Tuesday, September 14, 2010

A Sudden Wildl Magic by Diana Wynne Jones, a book review

I enjoyed A Sudden Wild Magic more than I expected, but not as much as I love most Diana Wynne Jones books.  Part of this  may be because this is the first time I've read the book and, as Jenny remarks, most of Wynne Jones books are better the second time around, but I suspect it never will be one of my favorite books. I don't like the basic premise.

As with many Wynne Jones books of late,  it has multiple protagonists and a single plot with many interlocking branches.  The basic premise is that Earth has an alternate, Arth, which has been using Earth as a laboratory for sometime. They cause problems and watch to see how the "primitive" peoples here solve them, then use the solutions for their own difficulties. They have both caused and stopped wars, were responsible for Chernobyl, and have recently taken to dabbling in Global Warming.  Our Earth, though not immediately aware of their meddling, has a group of highly trained magic-users, mostly centered in England, though the network is spreading, who have defused these problems. Finally aware that someone is causing them, they send a crew over to Arth with instructions to stop the experiments. Arth, meanwhile has its own problems--we're not solving global warming fast enough for them for one thing, and there are a number of interpersonal struggles going on.

◆ TASKS:
• a. Return everything from "Tuesday, September 14, 2010" down to "the basic premise." in the review of A Sudden Wild Magic.
• b. In the review of A Sudden Wild Magic, where are Earth's trained magic-users mostly centered?
• c. Extend the review of A Sudden Wild Magic, picking up right after its final sentence.

◆ DATA ENTRIES:
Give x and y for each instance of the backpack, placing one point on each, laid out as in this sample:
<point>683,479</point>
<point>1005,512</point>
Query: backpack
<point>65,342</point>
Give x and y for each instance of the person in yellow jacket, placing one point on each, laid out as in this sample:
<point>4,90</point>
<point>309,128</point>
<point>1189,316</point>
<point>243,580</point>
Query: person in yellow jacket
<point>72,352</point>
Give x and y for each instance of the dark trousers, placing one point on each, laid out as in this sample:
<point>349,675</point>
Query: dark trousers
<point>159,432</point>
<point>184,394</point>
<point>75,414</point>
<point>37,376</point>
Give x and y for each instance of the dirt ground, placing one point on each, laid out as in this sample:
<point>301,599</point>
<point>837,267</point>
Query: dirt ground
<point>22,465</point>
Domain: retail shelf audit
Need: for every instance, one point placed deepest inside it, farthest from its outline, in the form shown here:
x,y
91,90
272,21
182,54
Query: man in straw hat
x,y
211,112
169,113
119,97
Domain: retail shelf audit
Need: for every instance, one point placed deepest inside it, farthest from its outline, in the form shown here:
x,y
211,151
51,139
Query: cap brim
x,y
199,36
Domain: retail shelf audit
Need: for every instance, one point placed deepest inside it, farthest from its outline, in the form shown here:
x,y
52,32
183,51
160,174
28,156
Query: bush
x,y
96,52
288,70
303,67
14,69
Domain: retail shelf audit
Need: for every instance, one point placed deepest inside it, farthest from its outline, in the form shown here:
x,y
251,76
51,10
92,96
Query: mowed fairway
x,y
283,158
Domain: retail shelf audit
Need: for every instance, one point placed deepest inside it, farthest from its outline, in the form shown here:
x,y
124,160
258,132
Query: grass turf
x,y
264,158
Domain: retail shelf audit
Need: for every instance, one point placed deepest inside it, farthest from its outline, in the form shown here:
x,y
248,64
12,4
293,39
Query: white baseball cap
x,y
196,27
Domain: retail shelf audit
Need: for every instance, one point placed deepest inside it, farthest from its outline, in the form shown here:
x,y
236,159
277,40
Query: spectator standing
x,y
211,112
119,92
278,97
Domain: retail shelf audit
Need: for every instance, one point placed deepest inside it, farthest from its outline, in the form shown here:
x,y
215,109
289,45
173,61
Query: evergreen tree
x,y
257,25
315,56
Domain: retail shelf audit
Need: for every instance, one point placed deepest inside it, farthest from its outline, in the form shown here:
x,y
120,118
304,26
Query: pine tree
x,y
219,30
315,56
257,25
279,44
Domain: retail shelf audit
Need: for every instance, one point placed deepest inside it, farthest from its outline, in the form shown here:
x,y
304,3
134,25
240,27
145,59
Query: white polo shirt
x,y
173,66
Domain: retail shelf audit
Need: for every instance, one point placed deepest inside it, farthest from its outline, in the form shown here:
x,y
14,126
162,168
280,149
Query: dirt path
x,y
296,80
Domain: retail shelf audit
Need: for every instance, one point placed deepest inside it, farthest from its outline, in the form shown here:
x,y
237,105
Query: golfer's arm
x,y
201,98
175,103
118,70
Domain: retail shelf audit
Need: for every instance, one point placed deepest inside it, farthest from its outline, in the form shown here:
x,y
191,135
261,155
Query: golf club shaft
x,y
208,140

◆ ANSWERS GIVEN:
• a.
Tuesday, September 14, 2010

A Sudden Wildl Magic by Diana Wynne Jones, a book review

I enjoyed A Sudden Wild Magic more than I expected, but not as much as I love most Diana Wynne Jones books.  Part of this  may be because this is the first time I've read the book and, as Jenny remarks, most of Wynne Jones books are better the second time around, but I suspect it never will be one of my favorite books. I don't like the basic premise.

• b. In England.

• c.
My problems with the book start with its central premise: Someone Else is causing our problems, magically, and they can be dealt with magically. I can believe six impossible things before breakfast, but not that the meltdown in Chernobyl was caused by outside, magical meddling and contained partly through inside magical meddling. This is not a problem solely with A Sudden Wild Magic; a lot of urban fantasy loses me with this type of premise. I wish Wynne Jones had chosen something less immediate and problematic for her sampling of problems.

Tucking that aside--and it was a big tuck--I liked the book well enough. The plot was intricate enough to hold my attention, there was a lot of "and then what?" to contend with, and I mostly liked the characters, or else didn't like them for reasons that made sense. I appreciated the fact that the people of Arth were not, by and large, terrible monsters. They respond humanely to the approach of the Earth-people's craft, save their lives, and do their best to help the "lost" travelers return to their homes.

But I also quibble with the method the all-woman crew of the invasion force uses to disrupt matters. Surely the woman who scorned the notion that "nunneries are for sacking" should not have written a book with the premise that "monks are for seducing"?

There was, I will admit, also some first-class cooking and a conga line involved, and that last was definitely a high point.

So--interesting enough, but not Jones' best.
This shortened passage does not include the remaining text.